— Begin Material for this exercise —

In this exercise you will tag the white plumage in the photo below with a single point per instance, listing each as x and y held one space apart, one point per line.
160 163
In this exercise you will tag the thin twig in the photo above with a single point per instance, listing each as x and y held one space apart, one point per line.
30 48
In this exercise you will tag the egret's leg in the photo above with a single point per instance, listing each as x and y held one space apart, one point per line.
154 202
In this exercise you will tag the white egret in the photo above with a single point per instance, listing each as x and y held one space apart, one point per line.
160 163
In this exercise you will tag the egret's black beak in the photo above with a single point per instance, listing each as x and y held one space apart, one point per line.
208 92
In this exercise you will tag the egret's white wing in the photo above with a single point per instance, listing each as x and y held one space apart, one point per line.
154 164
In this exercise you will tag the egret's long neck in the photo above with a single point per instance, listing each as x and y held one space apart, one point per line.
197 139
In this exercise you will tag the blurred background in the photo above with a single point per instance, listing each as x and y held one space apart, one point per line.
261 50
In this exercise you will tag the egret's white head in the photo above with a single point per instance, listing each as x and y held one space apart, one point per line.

— End Material for this exercise —
— Begin Material for this exercise —

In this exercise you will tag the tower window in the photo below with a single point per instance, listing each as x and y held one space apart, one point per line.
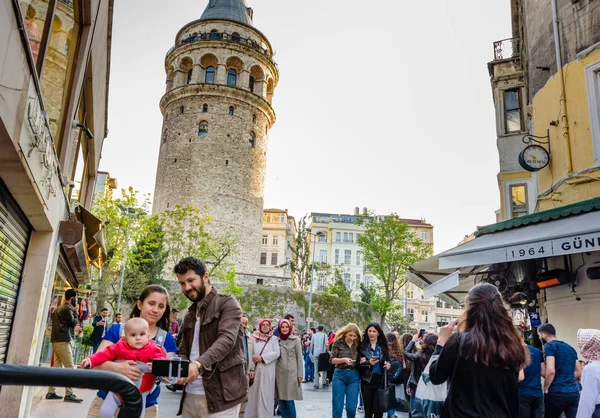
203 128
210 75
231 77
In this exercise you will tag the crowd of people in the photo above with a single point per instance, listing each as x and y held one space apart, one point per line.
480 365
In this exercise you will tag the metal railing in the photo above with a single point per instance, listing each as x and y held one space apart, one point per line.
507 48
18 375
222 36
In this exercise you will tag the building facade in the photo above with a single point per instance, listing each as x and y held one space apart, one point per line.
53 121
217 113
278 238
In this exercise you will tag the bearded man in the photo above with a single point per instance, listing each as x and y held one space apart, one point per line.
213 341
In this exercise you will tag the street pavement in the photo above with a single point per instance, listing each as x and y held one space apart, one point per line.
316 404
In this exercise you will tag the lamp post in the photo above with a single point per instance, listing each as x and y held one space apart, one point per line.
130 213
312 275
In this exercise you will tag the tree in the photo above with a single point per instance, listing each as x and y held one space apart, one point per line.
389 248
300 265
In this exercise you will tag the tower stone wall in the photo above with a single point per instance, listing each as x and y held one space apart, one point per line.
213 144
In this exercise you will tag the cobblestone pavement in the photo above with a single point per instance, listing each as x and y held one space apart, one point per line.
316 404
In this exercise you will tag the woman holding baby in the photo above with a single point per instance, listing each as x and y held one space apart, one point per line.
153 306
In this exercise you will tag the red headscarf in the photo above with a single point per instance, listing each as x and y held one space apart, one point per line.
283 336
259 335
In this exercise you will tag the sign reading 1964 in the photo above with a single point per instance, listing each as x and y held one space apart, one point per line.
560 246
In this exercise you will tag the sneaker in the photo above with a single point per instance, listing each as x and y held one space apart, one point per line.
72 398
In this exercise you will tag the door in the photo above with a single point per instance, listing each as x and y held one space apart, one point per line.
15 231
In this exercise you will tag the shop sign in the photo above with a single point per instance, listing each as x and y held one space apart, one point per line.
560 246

— End Material for this exercise —

* What is required *
Write out again the lines between the one holding "In this exercise you will tag the egret's long" and the one holding "In this exercise you will tag the egret's white head", inclusive, leaving the requests unchanged and rescaling every x and y coordinate in the answers by a factor of 2.05, rounded to whole numbers with halves going up. Give only those lines.

* Output of the task *
In this exercise you will tag the egret's long neck in the photo above with a single point per instance, listing each as x and y held one space apart, one point per line.
404 285
In this exercise you will tag the blurred background in the photo above with a single point per instance, listing each as x and y held one space apart, one point per line.
535 103
In this exercise you will tag the egret's white head in the photo above with a single point per instance, listing each as x and y held one space apart, one point per line.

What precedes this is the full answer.